-- START OF Materials provided --

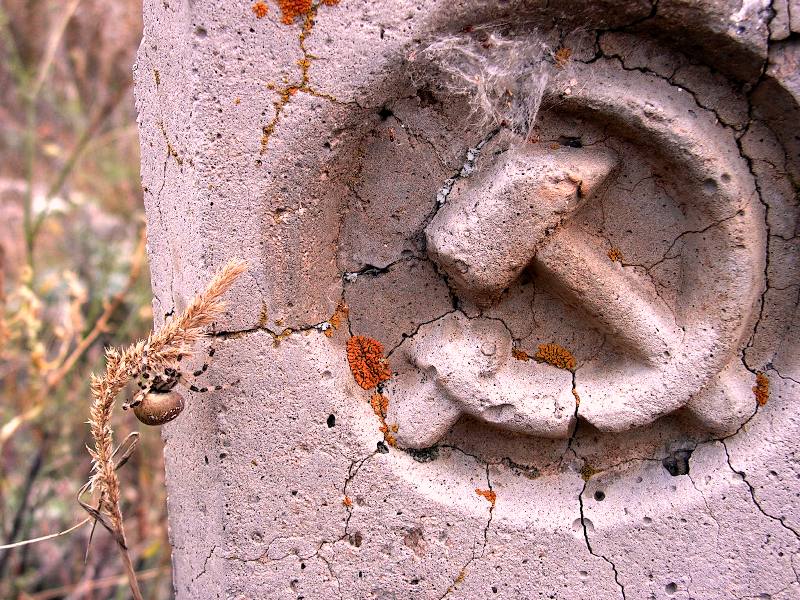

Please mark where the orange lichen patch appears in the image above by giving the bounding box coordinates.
[369,392,389,419]
[475,488,497,508]
[347,335,392,390]
[325,300,350,337]
[261,0,338,154]
[252,0,269,19]
[608,248,625,262]
[511,348,531,361]
[533,344,577,371]
[572,388,581,406]
[753,371,769,406]
[553,47,572,69]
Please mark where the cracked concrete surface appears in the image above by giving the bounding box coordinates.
[136,0,800,600]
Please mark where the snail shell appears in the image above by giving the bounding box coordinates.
[133,391,183,425]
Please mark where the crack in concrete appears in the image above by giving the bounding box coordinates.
[578,481,626,600]
[432,444,494,600]
[719,436,800,541]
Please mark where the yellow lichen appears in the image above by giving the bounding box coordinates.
[533,344,577,371]
[608,248,625,263]
[753,371,769,406]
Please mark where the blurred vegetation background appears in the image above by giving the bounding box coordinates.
[0,0,172,600]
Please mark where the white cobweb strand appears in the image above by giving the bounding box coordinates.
[409,30,552,138]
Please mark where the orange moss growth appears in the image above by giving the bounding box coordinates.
[278,0,313,25]
[347,335,392,390]
[475,488,497,508]
[553,46,572,69]
[753,371,769,406]
[608,248,625,262]
[261,0,339,154]
[572,388,581,406]
[325,300,350,337]
[369,392,389,419]
[511,348,531,361]
[252,0,269,19]
[533,344,577,371]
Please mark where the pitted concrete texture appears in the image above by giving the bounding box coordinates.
[136,0,800,600]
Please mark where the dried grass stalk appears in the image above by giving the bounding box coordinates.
[81,261,247,600]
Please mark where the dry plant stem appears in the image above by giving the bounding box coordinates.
[0,229,146,451]
[25,567,169,600]
[83,261,246,600]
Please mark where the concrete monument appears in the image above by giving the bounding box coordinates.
[136,0,800,600]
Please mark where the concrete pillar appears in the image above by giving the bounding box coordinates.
[136,0,800,600]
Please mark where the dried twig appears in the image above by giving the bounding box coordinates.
[81,261,246,600]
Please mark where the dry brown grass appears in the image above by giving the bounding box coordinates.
[84,261,246,600]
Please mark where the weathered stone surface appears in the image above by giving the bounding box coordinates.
[136,0,800,600]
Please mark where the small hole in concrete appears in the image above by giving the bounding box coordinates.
[664,583,678,596]
[558,135,583,148]
[703,179,718,194]
[661,450,692,477]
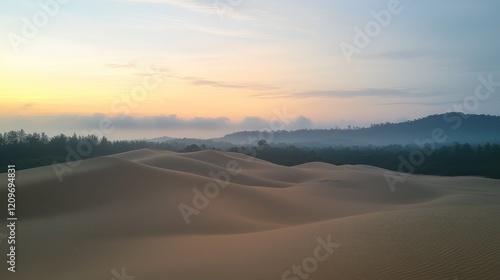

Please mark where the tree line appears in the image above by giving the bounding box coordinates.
[0,130,500,179]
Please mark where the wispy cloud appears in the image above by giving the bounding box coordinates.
[253,88,446,99]
[0,114,313,132]
[177,76,278,91]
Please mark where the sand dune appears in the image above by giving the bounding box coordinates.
[0,150,500,280]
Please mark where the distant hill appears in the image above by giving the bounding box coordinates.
[212,113,500,147]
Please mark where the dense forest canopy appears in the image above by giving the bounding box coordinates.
[0,130,500,179]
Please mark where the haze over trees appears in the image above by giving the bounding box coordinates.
[0,113,500,178]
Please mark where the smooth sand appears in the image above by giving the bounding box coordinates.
[0,150,500,280]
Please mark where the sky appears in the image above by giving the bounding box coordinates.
[0,0,500,139]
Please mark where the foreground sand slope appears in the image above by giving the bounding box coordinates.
[0,150,500,280]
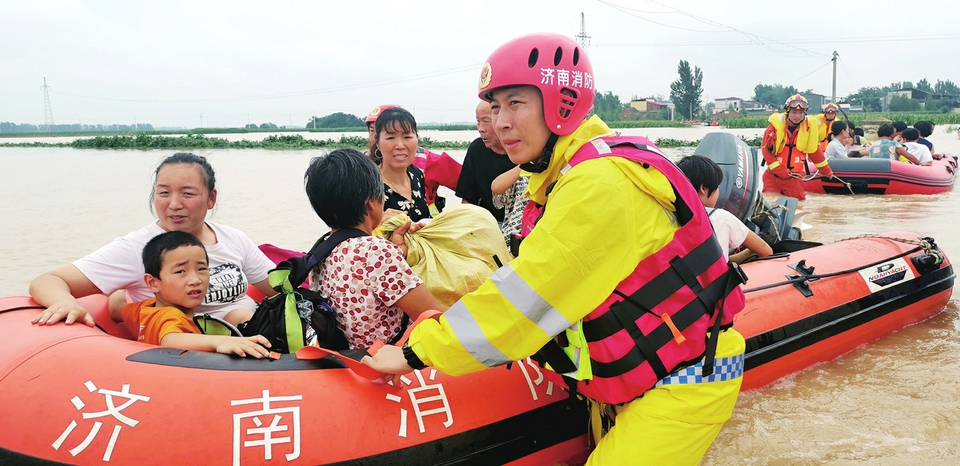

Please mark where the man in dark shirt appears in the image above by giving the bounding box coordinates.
[457,101,516,223]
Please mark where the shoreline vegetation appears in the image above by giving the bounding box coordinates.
[0,112,960,150]
[0,133,760,150]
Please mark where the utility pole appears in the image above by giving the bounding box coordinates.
[42,78,54,131]
[574,12,590,52]
[830,50,837,104]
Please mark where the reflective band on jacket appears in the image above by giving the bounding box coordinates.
[444,264,573,367]
[444,301,511,367]
[528,137,744,404]
[656,353,743,387]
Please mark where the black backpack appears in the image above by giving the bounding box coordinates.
[238,228,368,353]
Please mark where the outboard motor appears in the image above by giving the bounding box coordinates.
[694,133,760,222]
[694,132,808,252]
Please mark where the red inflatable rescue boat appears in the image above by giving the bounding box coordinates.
[0,296,587,466]
[733,232,956,390]
[803,155,957,194]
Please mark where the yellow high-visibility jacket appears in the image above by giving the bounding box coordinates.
[409,116,679,375]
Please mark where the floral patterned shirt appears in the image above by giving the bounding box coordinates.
[310,236,423,349]
[383,165,430,222]
[493,176,530,251]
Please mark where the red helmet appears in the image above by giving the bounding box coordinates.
[479,33,595,136]
[364,104,399,125]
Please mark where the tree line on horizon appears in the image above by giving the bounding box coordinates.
[594,60,960,121]
[0,70,960,134]
[0,121,154,134]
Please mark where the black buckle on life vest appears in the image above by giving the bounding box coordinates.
[534,334,577,374]
[786,259,816,298]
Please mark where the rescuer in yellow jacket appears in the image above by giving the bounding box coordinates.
[760,94,833,201]
[814,102,840,152]
[363,34,745,464]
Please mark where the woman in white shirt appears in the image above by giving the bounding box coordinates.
[30,152,274,326]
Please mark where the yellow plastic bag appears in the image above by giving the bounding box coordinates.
[380,204,510,307]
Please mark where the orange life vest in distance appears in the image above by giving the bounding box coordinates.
[766,113,820,174]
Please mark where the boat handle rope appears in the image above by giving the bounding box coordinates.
[803,170,856,194]
[838,233,943,264]
[743,246,924,293]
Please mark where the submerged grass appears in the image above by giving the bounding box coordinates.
[0,133,470,150]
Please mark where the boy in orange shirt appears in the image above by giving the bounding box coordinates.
[110,231,270,358]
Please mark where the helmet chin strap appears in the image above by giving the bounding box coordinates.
[520,133,560,173]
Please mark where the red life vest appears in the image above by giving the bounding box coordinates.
[539,137,745,404]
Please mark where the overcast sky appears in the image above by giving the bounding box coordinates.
[0,0,960,127]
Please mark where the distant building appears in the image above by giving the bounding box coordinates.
[713,97,744,112]
[630,97,668,113]
[740,100,770,112]
[883,87,960,111]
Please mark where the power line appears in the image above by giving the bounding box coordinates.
[599,0,827,58]
[791,60,833,86]
[574,11,590,52]
[52,64,481,104]
[593,35,960,47]
[41,78,54,131]
[599,0,726,32]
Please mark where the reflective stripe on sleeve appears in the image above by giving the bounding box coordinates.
[443,301,511,367]
[490,264,573,336]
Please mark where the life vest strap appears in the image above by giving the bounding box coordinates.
[583,240,723,341]
[584,271,733,378]
[703,262,747,376]
[612,301,672,380]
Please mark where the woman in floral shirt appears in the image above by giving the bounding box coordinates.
[370,107,430,222]
[304,149,445,349]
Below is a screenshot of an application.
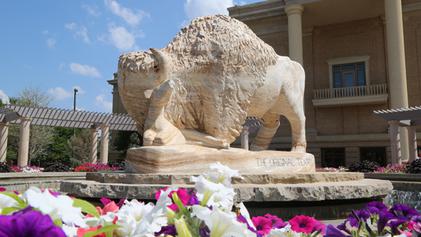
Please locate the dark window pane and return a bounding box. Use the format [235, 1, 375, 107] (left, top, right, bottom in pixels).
[332, 62, 366, 88]
[342, 71, 355, 87]
[360, 147, 387, 166]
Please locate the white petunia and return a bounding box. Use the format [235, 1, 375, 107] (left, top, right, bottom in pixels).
[116, 192, 171, 237]
[22, 187, 86, 227]
[268, 225, 301, 237]
[0, 192, 18, 213]
[61, 224, 78, 237]
[193, 207, 256, 237]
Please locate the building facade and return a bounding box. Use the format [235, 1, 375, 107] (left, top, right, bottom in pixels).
[109, 0, 421, 167]
[229, 0, 421, 166]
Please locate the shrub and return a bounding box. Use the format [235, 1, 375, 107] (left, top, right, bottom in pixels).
[75, 163, 119, 172]
[406, 159, 421, 174]
[375, 164, 407, 174]
[0, 162, 12, 173]
[349, 160, 380, 173]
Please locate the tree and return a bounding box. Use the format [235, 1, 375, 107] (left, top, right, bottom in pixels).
[7, 88, 54, 164]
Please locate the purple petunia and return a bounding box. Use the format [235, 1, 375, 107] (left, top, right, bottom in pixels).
[390, 204, 420, 220]
[366, 201, 387, 214]
[198, 226, 210, 237]
[325, 225, 351, 237]
[0, 207, 66, 237]
[377, 209, 396, 233]
[346, 210, 370, 227]
[155, 225, 177, 236]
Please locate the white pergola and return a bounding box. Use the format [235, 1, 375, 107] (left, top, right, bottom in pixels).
[0, 105, 137, 167]
[374, 106, 421, 164]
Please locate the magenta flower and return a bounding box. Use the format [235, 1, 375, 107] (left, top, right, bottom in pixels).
[0, 208, 66, 237]
[251, 216, 272, 236]
[155, 225, 177, 236]
[155, 188, 199, 211]
[264, 214, 288, 229]
[289, 215, 324, 234]
[390, 204, 421, 220]
[325, 225, 351, 237]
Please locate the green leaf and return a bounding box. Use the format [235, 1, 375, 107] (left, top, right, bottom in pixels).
[0, 192, 27, 208]
[73, 199, 99, 217]
[1, 207, 20, 215]
[83, 225, 119, 237]
[54, 219, 63, 227]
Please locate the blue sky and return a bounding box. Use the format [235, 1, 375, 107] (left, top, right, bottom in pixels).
[0, 0, 258, 112]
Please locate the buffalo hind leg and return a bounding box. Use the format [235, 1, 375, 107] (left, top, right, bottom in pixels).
[250, 111, 279, 151]
[281, 92, 307, 152]
[181, 129, 230, 149]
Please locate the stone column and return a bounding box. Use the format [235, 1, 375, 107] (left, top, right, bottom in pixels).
[89, 128, 98, 163]
[385, 0, 409, 159]
[241, 126, 249, 150]
[0, 123, 9, 162]
[18, 118, 31, 167]
[285, 4, 304, 65]
[408, 126, 418, 162]
[99, 125, 110, 164]
[389, 121, 402, 164]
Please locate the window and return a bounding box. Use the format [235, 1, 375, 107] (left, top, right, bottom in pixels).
[321, 147, 345, 168]
[327, 56, 370, 89]
[360, 147, 387, 166]
[332, 62, 366, 88]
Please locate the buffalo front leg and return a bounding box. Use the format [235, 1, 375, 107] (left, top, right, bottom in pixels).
[143, 109, 186, 146]
[181, 129, 230, 149]
[143, 80, 186, 146]
[250, 111, 279, 151]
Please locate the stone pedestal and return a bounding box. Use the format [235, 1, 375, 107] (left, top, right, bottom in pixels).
[60, 172, 392, 219]
[126, 145, 315, 174]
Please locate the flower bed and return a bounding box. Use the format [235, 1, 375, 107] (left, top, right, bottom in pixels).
[0, 162, 122, 173]
[0, 164, 421, 237]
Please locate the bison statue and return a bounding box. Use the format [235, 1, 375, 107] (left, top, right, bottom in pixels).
[118, 15, 306, 152]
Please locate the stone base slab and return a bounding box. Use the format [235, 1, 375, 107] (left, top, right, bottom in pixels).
[86, 172, 364, 185]
[126, 145, 316, 174]
[60, 179, 392, 202]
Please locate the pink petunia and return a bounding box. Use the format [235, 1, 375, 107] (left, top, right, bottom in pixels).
[264, 214, 288, 229]
[96, 201, 120, 215]
[155, 188, 198, 211]
[251, 216, 272, 236]
[289, 215, 324, 234]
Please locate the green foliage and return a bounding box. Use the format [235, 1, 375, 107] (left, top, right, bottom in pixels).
[113, 131, 142, 151]
[73, 199, 99, 217]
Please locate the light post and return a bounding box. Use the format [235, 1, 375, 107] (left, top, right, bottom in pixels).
[72, 88, 78, 158]
[73, 88, 78, 111]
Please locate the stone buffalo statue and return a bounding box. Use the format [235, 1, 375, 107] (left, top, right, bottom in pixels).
[118, 15, 306, 152]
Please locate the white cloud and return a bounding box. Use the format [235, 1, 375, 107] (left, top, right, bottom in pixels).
[69, 63, 101, 77]
[0, 90, 10, 104]
[105, 0, 149, 26]
[72, 86, 85, 95]
[64, 22, 91, 44]
[108, 25, 136, 50]
[82, 4, 101, 16]
[47, 87, 73, 100]
[184, 0, 234, 20]
[95, 95, 113, 112]
[45, 38, 57, 49]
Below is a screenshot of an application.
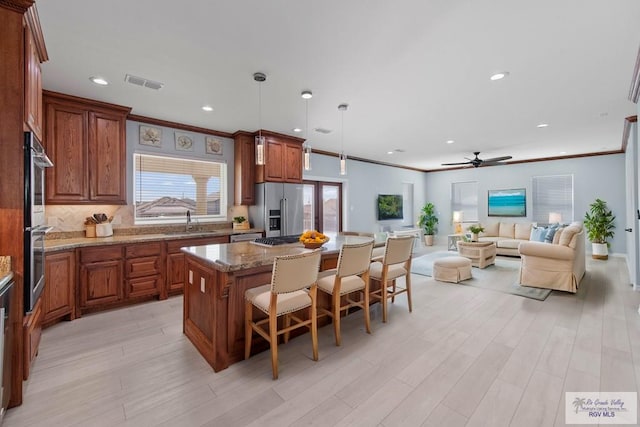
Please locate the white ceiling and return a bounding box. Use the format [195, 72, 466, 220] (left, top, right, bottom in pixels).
[37, 0, 640, 169]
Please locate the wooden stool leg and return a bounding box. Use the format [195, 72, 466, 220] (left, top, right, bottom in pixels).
[404, 274, 413, 313]
[362, 277, 371, 334]
[244, 301, 253, 359]
[309, 286, 318, 361]
[269, 309, 278, 380]
[331, 293, 342, 345]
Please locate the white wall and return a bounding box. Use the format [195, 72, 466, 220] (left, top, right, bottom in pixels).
[303, 153, 426, 232]
[426, 154, 626, 253]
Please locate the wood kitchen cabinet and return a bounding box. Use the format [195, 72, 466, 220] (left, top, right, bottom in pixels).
[24, 9, 47, 141]
[78, 245, 124, 314]
[256, 131, 304, 183]
[42, 251, 76, 324]
[167, 236, 229, 295]
[43, 91, 130, 204]
[233, 132, 256, 206]
[124, 242, 167, 299]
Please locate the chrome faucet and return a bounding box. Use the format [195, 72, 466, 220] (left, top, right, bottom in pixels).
[186, 210, 193, 231]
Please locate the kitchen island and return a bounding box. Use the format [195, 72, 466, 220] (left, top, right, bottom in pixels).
[182, 236, 384, 372]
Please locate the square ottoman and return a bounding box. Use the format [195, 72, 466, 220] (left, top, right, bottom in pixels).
[433, 256, 471, 283]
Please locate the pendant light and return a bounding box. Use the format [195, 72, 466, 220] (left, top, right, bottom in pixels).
[300, 90, 313, 171]
[253, 73, 267, 165]
[338, 104, 349, 175]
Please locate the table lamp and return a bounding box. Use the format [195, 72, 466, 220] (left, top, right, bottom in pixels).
[453, 211, 462, 234]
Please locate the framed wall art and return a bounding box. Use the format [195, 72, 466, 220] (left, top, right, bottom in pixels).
[204, 136, 222, 155]
[488, 188, 527, 216]
[175, 132, 193, 151]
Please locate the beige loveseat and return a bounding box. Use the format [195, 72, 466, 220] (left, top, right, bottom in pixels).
[519, 222, 585, 293]
[478, 222, 533, 256]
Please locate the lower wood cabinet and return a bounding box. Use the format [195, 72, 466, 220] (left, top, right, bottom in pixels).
[22, 298, 42, 380]
[167, 236, 229, 295]
[78, 245, 124, 311]
[42, 251, 76, 324]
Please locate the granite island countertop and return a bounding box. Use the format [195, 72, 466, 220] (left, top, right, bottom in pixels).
[44, 228, 263, 253]
[182, 236, 385, 272]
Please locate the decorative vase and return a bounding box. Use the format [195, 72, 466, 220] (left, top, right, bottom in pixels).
[591, 243, 609, 260]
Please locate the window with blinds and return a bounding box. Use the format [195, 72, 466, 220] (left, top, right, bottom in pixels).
[451, 181, 478, 223]
[531, 175, 573, 224]
[133, 153, 227, 224]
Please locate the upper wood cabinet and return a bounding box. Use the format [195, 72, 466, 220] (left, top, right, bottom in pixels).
[256, 131, 304, 183]
[43, 91, 130, 204]
[233, 132, 256, 205]
[24, 20, 42, 140]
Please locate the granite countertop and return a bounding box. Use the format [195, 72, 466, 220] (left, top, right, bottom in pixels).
[182, 236, 385, 272]
[0, 256, 13, 292]
[44, 228, 263, 252]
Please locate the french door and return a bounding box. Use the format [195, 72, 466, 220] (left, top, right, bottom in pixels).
[304, 181, 342, 237]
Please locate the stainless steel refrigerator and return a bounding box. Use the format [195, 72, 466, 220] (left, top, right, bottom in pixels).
[249, 182, 304, 237]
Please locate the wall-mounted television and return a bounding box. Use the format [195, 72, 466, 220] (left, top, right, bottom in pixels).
[378, 194, 402, 221]
[488, 188, 527, 216]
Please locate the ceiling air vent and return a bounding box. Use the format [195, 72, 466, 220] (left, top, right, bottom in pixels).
[124, 74, 164, 90]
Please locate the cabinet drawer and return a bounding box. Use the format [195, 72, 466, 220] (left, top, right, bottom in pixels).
[125, 242, 162, 258]
[80, 246, 122, 264]
[125, 256, 160, 279]
[167, 236, 229, 253]
[125, 274, 162, 298]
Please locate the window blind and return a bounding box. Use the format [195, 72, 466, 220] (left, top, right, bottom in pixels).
[531, 175, 573, 224]
[451, 181, 478, 222]
[134, 153, 227, 223]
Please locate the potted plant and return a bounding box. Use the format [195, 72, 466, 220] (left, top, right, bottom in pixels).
[584, 199, 616, 259]
[468, 224, 484, 242]
[233, 216, 249, 230]
[418, 202, 438, 246]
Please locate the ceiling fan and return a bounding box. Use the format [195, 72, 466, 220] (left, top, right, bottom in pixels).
[442, 151, 512, 168]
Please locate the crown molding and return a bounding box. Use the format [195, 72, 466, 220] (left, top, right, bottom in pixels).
[622, 116, 638, 152]
[629, 48, 640, 104]
[0, 0, 35, 14]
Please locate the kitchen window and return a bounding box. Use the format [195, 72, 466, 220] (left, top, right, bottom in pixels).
[133, 153, 227, 224]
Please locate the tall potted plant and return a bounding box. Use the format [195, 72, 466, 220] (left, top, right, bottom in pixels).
[584, 199, 616, 259]
[418, 202, 438, 246]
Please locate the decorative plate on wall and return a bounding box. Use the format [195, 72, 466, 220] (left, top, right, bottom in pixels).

-- END OF Materials provided --

=== Your goal ===
Please update the data starting at the line that has "Please mark where the yellow lichen" and stopping after the line that has "[661,450,692,477]", changing "concrete" to "cement" and leaving everything else as it is. Return only those lines.

=== Correct output ===
Please mark where the yellow lichen appears in the image above by giving the bounding box coordinates.
[533,344,577,371]
[608,248,625,263]
[753,371,769,406]
Please mark where the blurred vegetation background appears in the image above by giving the bounding box coordinates.
[0,0,172,600]
Please mark where the white cobweb strand appears in the image above by giving the bounding box coordinates.
[409,30,552,138]
Please mark where the orange moss growth appears in the image above by giving the bounding box coordinates.
[278,0,313,25]
[347,335,392,390]
[475,488,497,508]
[553,46,572,69]
[753,371,769,406]
[608,248,625,262]
[261,0,339,154]
[572,388,581,406]
[325,300,350,337]
[369,392,389,419]
[511,348,531,361]
[252,0,269,19]
[533,344,577,371]
Please mark where the pitted cement texture appears in the image above by giving the bounding box coordinates.
[136,0,800,600]
Please mark where the dried grass stalk appears in the image above by giving the bounding box coordinates.
[81,261,247,600]
Please mark where the dry plant stem appears in the image above by giving the bounding box coordinates.
[0,229,146,451]
[25,567,169,600]
[83,261,246,600]
Please mark where the cement monument appears in the image above by giving the bounding box coordinates.
[136,0,800,600]
Please mark where the cement pillar appears in the image above by giving the bounding box coordinates.
[136,0,800,600]
Please mark where the dried twig appears in the image above by giving the bounding box coordinates.
[81,261,246,600]
Please mark where the dry brown grass appears in the image above by giving the bounding box coordinates.
[84,261,246,600]
Please mark where the weathered stone surface appears in the image above by giving the bounding box coordinates.
[136,0,800,600]
Please mark where the small hole in cement appears in the image above by giving the bounding box coordinates.
[664,583,678,596]
[558,135,583,148]
[703,179,718,194]
[661,450,692,477]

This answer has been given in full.